• [Description of the task] Only the lines from the one with "Phrase: boom microphone stand" onward are wanted, through the last line of the entries, set down exactly.

• [Data shown]
↓↓↓

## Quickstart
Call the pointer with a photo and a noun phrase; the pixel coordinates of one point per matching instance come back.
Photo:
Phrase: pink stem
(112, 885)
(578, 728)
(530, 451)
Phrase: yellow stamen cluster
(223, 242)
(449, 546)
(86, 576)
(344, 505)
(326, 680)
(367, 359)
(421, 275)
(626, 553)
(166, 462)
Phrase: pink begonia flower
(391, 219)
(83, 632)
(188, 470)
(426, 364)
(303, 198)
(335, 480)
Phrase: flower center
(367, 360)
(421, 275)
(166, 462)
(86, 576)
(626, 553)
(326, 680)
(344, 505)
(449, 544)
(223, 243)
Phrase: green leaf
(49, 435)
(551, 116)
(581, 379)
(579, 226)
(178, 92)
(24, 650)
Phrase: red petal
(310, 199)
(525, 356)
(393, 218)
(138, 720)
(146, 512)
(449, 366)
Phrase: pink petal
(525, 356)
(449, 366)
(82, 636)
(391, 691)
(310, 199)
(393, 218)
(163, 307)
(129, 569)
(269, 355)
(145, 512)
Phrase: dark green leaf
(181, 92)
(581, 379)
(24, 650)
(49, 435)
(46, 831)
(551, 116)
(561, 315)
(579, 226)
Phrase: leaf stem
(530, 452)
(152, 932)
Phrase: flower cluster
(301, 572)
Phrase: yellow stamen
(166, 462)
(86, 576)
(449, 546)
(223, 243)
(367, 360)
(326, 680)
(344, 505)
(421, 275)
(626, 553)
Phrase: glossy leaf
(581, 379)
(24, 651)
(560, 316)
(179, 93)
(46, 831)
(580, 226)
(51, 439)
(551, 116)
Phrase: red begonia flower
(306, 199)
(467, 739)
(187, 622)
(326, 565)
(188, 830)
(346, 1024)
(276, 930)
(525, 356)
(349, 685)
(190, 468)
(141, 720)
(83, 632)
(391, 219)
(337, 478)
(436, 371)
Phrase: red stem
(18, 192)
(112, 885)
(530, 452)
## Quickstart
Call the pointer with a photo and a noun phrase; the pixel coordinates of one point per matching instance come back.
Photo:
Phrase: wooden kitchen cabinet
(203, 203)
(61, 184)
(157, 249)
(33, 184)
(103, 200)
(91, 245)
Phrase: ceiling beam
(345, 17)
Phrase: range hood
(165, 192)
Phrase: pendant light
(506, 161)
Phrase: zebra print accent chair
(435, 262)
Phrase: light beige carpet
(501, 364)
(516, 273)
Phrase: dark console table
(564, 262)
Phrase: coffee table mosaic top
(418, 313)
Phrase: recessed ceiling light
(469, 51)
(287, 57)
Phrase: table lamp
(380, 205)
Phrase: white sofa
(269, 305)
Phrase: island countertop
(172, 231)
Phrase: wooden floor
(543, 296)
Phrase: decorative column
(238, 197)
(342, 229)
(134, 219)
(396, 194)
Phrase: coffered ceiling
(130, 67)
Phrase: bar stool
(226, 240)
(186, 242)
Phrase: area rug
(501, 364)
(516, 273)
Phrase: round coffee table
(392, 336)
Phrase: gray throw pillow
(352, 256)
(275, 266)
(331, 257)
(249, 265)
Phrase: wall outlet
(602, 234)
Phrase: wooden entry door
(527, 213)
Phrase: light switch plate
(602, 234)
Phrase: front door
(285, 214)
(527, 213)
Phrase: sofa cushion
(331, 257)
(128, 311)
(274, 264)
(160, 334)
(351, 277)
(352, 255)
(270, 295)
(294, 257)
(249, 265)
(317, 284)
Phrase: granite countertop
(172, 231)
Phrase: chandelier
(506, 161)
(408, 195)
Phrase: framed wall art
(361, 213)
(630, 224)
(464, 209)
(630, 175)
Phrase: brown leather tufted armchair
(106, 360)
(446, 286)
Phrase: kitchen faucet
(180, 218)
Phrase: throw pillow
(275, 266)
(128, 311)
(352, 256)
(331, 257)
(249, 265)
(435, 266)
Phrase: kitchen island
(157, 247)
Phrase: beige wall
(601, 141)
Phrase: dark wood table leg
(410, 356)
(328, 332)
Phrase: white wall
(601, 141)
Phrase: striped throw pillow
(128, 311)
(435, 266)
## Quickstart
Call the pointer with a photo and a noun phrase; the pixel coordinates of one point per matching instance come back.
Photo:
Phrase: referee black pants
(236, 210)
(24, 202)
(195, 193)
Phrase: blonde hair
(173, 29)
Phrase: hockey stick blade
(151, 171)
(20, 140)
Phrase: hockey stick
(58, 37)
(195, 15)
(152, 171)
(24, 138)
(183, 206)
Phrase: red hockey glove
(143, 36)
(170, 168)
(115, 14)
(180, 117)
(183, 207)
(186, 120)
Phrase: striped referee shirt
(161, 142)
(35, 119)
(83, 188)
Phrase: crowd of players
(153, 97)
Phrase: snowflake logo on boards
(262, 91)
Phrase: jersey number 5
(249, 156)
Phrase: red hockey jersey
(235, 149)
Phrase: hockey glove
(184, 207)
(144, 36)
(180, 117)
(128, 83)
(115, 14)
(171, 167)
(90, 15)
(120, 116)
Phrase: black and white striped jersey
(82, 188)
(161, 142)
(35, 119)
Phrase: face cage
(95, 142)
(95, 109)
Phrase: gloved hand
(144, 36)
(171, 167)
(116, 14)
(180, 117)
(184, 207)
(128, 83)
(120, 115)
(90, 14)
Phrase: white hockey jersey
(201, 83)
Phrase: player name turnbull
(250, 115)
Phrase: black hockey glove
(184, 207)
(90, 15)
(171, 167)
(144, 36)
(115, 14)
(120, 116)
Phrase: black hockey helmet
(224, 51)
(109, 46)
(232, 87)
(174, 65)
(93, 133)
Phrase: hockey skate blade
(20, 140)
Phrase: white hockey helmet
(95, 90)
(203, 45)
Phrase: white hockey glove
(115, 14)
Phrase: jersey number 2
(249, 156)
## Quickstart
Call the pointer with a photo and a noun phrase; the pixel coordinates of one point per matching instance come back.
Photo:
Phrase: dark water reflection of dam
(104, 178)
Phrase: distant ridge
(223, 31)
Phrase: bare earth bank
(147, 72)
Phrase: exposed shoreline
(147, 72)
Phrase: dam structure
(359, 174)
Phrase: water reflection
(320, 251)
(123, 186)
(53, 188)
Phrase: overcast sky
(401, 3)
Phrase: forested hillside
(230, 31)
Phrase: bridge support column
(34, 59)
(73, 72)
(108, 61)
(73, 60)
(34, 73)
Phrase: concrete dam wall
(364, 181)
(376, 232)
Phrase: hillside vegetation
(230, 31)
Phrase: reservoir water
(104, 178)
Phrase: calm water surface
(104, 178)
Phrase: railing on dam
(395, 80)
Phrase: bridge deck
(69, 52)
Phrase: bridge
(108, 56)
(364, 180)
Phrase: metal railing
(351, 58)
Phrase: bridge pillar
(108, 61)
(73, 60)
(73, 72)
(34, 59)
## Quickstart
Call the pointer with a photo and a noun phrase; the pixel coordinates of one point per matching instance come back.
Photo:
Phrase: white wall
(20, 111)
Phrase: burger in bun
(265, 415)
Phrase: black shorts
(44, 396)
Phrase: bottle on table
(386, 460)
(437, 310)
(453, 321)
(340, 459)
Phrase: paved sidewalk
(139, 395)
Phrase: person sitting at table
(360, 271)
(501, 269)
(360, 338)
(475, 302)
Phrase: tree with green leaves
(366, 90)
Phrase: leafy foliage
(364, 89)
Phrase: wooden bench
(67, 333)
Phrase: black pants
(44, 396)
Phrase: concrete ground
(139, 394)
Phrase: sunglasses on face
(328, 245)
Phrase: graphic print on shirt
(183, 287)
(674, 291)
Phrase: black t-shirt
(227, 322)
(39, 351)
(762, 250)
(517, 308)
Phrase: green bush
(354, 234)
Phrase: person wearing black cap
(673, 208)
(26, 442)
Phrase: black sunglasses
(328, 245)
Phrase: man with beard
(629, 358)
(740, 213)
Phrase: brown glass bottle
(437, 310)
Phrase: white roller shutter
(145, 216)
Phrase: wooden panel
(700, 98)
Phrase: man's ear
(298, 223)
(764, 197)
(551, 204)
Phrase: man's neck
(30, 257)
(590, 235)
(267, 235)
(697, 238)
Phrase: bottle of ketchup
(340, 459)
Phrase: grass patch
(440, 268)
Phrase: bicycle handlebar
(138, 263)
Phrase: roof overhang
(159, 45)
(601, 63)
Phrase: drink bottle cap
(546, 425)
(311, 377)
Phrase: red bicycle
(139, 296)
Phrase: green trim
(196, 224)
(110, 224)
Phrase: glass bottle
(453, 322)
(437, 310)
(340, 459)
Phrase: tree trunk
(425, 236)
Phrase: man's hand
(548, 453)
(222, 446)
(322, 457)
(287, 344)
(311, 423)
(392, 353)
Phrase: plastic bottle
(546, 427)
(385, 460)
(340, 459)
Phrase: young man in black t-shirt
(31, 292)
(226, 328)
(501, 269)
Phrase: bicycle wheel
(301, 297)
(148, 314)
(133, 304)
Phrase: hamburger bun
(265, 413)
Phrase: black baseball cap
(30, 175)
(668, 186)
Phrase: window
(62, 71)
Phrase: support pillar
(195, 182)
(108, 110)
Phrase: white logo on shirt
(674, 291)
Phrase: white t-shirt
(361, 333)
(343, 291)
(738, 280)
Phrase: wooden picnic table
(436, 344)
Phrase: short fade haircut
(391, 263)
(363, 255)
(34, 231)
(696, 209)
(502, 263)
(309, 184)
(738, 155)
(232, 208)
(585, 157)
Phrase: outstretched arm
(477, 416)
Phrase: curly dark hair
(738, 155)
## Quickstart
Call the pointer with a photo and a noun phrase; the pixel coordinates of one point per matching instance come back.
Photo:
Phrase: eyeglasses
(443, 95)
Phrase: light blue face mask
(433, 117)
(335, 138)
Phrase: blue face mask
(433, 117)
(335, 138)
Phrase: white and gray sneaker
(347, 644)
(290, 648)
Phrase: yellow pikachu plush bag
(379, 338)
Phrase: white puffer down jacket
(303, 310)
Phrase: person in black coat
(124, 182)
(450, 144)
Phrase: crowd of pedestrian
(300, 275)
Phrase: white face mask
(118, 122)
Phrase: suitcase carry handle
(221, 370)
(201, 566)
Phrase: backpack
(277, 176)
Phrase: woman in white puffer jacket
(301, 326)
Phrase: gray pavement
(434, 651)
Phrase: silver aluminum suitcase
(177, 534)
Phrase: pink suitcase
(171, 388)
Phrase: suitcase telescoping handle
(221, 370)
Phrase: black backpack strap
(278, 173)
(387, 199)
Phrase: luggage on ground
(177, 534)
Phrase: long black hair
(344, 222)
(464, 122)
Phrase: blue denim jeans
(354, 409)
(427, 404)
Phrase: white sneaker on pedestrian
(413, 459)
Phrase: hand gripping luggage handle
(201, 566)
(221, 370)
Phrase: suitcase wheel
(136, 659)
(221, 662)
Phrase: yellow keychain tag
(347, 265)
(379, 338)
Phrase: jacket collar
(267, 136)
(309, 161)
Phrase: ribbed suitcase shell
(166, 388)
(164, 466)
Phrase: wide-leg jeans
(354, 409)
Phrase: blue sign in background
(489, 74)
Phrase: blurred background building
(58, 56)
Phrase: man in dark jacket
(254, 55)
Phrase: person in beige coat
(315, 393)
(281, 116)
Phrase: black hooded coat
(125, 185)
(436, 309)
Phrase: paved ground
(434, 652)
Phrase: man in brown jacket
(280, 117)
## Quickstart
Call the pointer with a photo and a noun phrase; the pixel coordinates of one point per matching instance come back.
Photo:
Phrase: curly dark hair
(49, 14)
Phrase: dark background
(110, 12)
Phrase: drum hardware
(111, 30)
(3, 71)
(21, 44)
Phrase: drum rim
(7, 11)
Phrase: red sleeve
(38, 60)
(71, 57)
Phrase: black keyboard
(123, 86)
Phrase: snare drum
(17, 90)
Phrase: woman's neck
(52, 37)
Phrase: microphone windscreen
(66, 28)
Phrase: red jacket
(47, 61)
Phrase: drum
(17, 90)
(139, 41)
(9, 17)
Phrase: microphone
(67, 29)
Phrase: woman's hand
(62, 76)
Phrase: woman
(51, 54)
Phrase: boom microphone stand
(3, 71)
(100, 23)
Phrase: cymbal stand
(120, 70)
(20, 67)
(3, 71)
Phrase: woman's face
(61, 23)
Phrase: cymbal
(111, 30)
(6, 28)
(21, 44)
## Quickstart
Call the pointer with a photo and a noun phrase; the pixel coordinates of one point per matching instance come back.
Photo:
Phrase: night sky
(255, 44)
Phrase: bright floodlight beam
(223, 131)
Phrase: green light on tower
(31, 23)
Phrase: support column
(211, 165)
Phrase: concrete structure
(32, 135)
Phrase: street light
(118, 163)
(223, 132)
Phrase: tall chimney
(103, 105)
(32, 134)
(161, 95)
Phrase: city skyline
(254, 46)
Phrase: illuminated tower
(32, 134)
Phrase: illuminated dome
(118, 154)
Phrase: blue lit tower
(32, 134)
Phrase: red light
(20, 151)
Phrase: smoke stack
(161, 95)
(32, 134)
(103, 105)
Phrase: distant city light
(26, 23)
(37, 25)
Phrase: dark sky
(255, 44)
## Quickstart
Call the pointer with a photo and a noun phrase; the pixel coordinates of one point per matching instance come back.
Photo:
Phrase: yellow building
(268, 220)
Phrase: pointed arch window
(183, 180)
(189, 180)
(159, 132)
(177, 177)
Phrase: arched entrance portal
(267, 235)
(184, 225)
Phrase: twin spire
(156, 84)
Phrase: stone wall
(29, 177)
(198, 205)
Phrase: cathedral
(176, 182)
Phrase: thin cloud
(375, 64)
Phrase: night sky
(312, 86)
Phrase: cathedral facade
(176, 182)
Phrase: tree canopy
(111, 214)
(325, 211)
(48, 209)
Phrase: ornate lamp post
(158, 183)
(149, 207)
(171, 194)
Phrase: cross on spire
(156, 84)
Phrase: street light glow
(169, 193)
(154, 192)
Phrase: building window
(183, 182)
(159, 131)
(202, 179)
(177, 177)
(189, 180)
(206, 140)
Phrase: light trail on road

↑↑↑

• [Correct response]
Phrase: boom microphone stand
(3, 71)
(100, 23)
Phrase: cymbal stand
(120, 70)
(20, 67)
(3, 71)
Phrase: woman's face
(61, 23)
Phrase: cymbal
(111, 30)
(6, 28)
(21, 44)
## Quickstart
Call the pointer with a photo and a noun phrase; the pixel coordinates of one point per matching instance come back.
Photo:
Phrase: night sky
(255, 44)
Phrase: bright floodlight beam
(223, 131)
Phrase: green light on tower
(31, 23)
Phrase: support column
(211, 165)
Phrase: concrete structure
(32, 135)
Phrase: street light
(118, 163)
(223, 132)
Phrase: tall chimney
(103, 105)
(32, 134)
(161, 95)
Phrase: city skyline
(254, 46)
Phrase: illuminated tower
(32, 134)
Phrase: illuminated dome
(118, 154)
Phrase: blue lit tower
(32, 134)
Phrase: red light
(20, 151)
Phrase: smoke stack
(161, 95)
(32, 134)
(103, 105)
Phrase: distant city light
(26, 23)
(37, 25)
Phrase: dark sky
(255, 44)
## Quickstart
Call the pointer with a photo and a noun phrase; the pixel coordinates of one point per matching instance come back.
Photo:
Phrase: yellow building
(268, 220)
Phrase: pointed arch window
(183, 180)
(189, 180)
(159, 132)
(177, 177)
Phrase: arched entrance portal
(267, 235)
(184, 225)
Phrase: twin spire
(156, 84)
Phrase: stone wall
(29, 177)
(198, 205)
Phrase: cathedral
(176, 182)
Phrase: thin cloud
(375, 64)
Phrase: night sky
(312, 86)
Phrase: cathedral facade
(176, 182)
Phrase: tree canopy
(111, 214)
(325, 211)
(48, 209)
Phrase: ornate lamp post
(158, 183)
(149, 207)
(171, 194)
Phrase: cross on spire
(156, 84)
Phrase: street light glow
(169, 193)
(154, 192)
Phrase: building window
(183, 182)
(159, 131)
(202, 179)
(177, 177)
(189, 180)
(206, 140)
Phrase: light trail on road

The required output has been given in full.